(RECORDS FOR THE EXERCISE Opens)

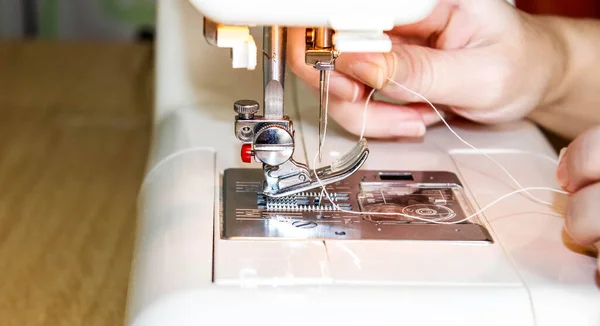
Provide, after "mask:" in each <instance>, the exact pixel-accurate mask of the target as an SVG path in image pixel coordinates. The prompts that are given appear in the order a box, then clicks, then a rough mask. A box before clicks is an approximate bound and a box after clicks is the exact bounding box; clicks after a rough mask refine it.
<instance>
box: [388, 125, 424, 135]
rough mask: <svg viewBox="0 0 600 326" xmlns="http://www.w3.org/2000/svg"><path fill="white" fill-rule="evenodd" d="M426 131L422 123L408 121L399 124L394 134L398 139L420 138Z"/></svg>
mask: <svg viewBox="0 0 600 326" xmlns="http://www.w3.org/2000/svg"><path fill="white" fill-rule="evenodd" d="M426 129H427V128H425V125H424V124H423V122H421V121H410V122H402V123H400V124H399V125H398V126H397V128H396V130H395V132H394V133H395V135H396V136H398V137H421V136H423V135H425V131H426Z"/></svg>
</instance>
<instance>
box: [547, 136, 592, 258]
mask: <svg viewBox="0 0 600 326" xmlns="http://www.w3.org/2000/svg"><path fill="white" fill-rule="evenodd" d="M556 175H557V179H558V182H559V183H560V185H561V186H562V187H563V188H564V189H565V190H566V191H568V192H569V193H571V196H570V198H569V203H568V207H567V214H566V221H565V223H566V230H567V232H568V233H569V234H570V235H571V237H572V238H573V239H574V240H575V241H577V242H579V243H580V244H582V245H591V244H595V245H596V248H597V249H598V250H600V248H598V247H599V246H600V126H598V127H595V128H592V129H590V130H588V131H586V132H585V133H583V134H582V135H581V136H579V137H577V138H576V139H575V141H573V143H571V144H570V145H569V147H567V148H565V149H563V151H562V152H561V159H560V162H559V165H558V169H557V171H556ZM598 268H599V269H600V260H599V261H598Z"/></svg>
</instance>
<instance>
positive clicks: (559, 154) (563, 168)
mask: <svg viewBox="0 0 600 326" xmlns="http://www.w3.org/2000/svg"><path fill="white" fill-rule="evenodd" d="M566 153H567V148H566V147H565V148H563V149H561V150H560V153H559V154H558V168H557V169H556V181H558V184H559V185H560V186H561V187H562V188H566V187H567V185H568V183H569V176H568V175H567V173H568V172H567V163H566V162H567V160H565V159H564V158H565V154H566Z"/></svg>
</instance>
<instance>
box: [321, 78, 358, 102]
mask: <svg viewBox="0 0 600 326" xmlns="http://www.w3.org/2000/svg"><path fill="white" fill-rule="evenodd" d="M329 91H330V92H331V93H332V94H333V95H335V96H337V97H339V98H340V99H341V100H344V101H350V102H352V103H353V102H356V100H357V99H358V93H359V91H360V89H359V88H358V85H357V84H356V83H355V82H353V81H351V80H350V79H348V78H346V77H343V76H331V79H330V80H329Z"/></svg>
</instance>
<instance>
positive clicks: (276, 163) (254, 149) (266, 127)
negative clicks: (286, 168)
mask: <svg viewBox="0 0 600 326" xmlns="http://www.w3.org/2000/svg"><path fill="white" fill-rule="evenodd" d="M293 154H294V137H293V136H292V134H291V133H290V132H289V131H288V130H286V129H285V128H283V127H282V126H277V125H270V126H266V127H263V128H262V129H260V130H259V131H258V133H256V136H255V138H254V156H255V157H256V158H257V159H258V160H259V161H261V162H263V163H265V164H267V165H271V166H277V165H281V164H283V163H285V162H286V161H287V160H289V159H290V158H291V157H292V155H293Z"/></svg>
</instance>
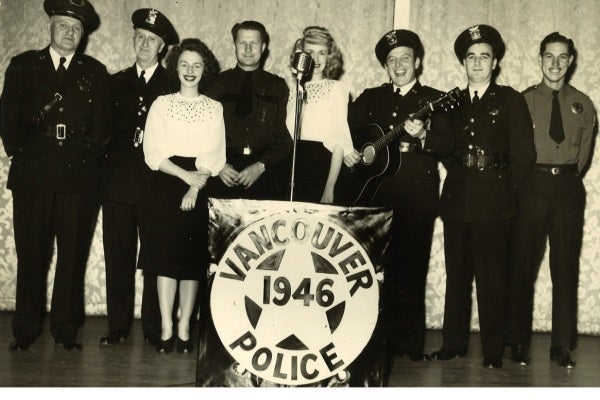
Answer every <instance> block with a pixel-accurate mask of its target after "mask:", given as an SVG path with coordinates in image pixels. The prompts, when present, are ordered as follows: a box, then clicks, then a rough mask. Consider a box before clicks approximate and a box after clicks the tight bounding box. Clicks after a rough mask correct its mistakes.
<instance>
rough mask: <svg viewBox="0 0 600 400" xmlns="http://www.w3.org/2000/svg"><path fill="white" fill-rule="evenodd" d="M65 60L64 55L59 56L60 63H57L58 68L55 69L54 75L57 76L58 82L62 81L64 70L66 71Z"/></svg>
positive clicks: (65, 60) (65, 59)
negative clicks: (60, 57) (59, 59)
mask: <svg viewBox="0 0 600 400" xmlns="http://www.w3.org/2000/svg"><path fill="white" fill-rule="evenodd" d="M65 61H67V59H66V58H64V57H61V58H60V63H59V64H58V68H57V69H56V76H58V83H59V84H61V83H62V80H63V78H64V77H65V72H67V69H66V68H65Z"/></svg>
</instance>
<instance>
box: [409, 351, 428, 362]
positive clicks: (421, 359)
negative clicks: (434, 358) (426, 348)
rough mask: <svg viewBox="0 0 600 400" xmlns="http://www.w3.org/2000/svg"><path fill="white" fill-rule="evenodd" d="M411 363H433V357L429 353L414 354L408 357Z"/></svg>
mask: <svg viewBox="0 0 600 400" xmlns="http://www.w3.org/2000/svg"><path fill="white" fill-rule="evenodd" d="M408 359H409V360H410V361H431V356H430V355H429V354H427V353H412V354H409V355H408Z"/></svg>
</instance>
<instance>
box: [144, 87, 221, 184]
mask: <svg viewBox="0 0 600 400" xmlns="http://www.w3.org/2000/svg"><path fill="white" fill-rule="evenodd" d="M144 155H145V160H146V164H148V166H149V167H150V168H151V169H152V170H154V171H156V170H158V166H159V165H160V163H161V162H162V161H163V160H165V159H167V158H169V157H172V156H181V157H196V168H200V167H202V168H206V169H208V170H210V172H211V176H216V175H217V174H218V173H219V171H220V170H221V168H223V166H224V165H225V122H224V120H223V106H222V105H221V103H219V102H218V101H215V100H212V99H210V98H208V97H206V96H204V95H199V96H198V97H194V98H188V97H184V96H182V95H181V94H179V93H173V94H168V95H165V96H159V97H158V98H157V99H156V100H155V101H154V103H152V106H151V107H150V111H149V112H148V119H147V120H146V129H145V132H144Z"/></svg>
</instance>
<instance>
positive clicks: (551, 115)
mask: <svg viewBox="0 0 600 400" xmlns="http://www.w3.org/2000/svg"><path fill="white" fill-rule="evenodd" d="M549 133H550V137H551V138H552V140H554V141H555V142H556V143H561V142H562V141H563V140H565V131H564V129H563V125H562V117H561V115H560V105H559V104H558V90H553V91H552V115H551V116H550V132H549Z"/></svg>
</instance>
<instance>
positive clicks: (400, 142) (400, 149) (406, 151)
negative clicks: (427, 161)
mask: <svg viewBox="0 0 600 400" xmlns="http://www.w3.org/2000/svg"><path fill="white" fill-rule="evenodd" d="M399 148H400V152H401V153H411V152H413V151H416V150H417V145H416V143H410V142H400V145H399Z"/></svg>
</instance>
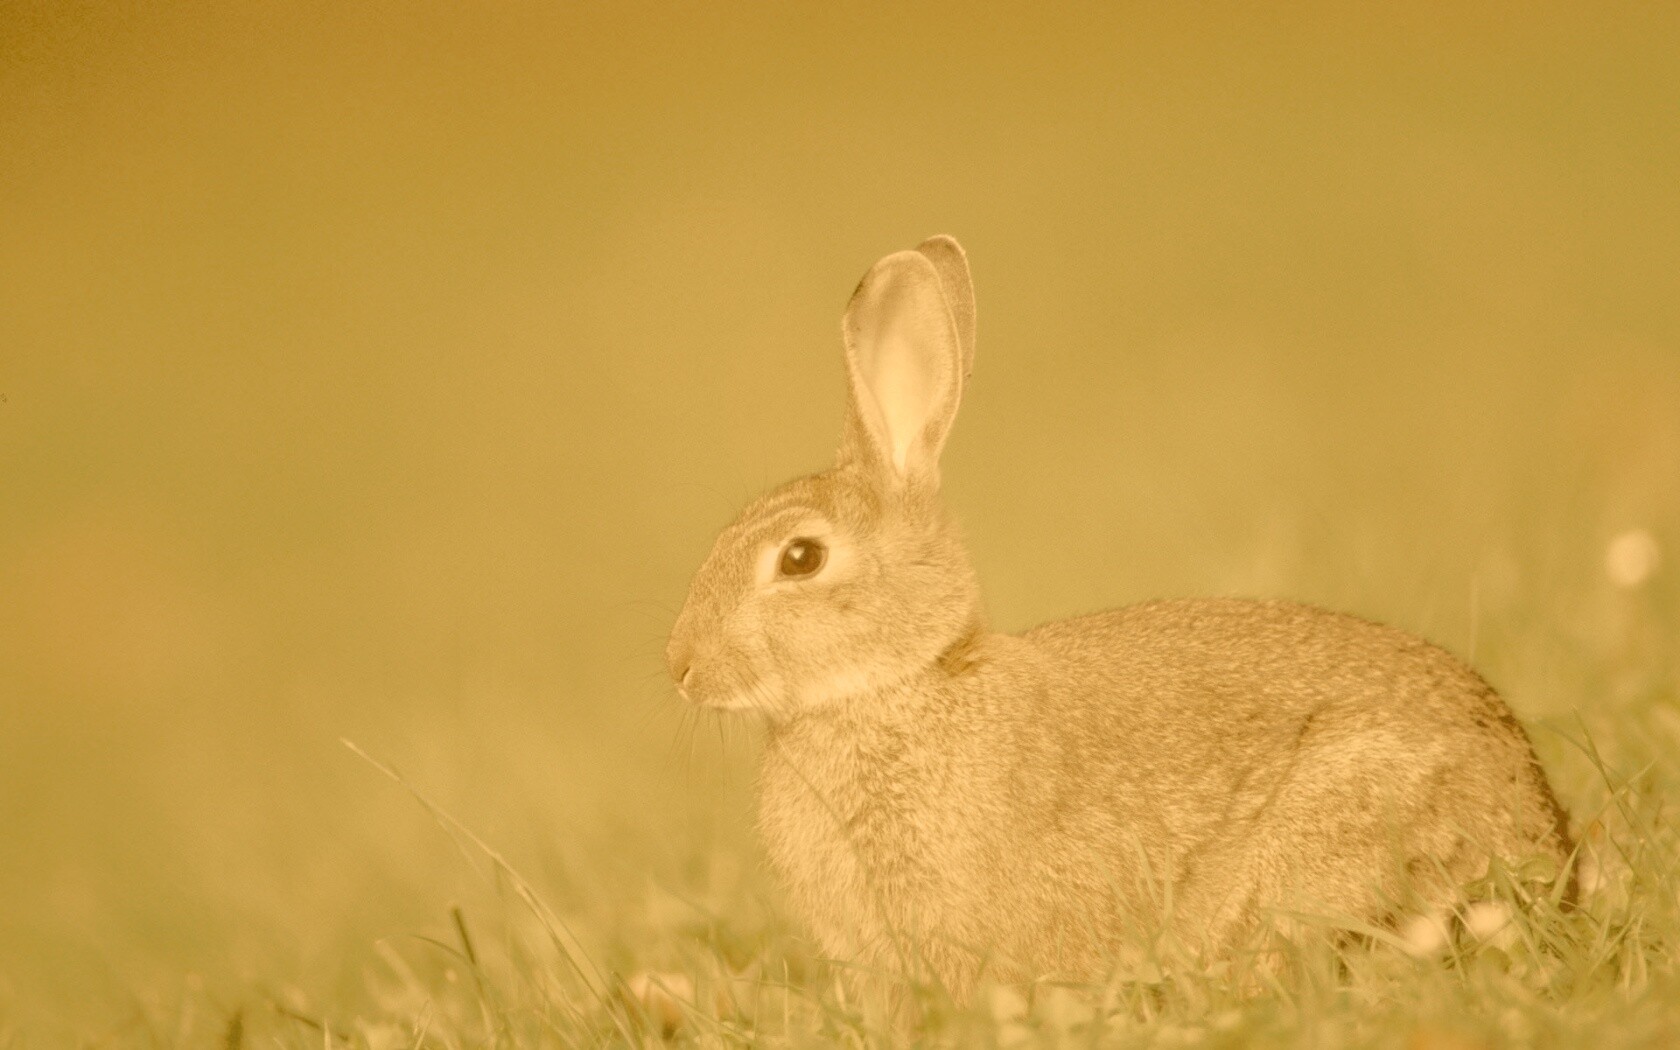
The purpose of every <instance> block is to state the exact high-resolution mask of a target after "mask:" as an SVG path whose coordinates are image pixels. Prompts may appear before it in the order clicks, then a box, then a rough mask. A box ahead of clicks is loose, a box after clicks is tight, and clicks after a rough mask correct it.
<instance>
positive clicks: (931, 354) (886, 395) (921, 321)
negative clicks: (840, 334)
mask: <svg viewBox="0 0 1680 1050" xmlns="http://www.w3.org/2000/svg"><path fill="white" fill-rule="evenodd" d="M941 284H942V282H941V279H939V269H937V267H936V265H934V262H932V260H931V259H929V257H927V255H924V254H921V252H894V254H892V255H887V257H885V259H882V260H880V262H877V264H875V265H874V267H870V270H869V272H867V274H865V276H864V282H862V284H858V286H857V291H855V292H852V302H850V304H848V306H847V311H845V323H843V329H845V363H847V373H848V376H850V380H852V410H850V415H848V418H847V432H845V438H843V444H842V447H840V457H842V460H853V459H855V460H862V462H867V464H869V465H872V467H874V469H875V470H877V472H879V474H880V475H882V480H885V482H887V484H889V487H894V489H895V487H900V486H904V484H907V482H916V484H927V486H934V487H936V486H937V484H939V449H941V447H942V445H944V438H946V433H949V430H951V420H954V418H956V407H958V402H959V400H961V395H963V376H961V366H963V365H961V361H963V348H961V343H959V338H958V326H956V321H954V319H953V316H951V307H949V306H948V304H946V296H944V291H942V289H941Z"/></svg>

(RECORDS FOR THE EXERCISE Closes)

TASK INSTRUCTIONS: Lines from the one above containing "positive clicks: (400, 142)" down to the one containing "positive clicks: (931, 354)" should be transcribed exactly, with both ends kept and no pictures.

SOLUTION FOR THIS TASK:
positive clicks: (400, 142) (400, 149) (406, 151)
negative clicks: (427, 161)
mask: <svg viewBox="0 0 600 400" xmlns="http://www.w3.org/2000/svg"><path fill="white" fill-rule="evenodd" d="M399 148H400V152H401V153H411V152H413V151H416V150H417V145H416V143H410V142H400V145H399Z"/></svg>
</instance>
The purpose of every <instance> block is to state the exact high-resolution mask of a target after "mask:" as an SVG path whose coordinates are image pixels. Prompts may appear before it in the order clicks, then a box, then a rough mask. A box ahead of clicks is loose, a box after clicks is tight, and clicks after a rough mask correct it.
<instance>
positive clicks: (931, 354) (886, 395) (921, 321)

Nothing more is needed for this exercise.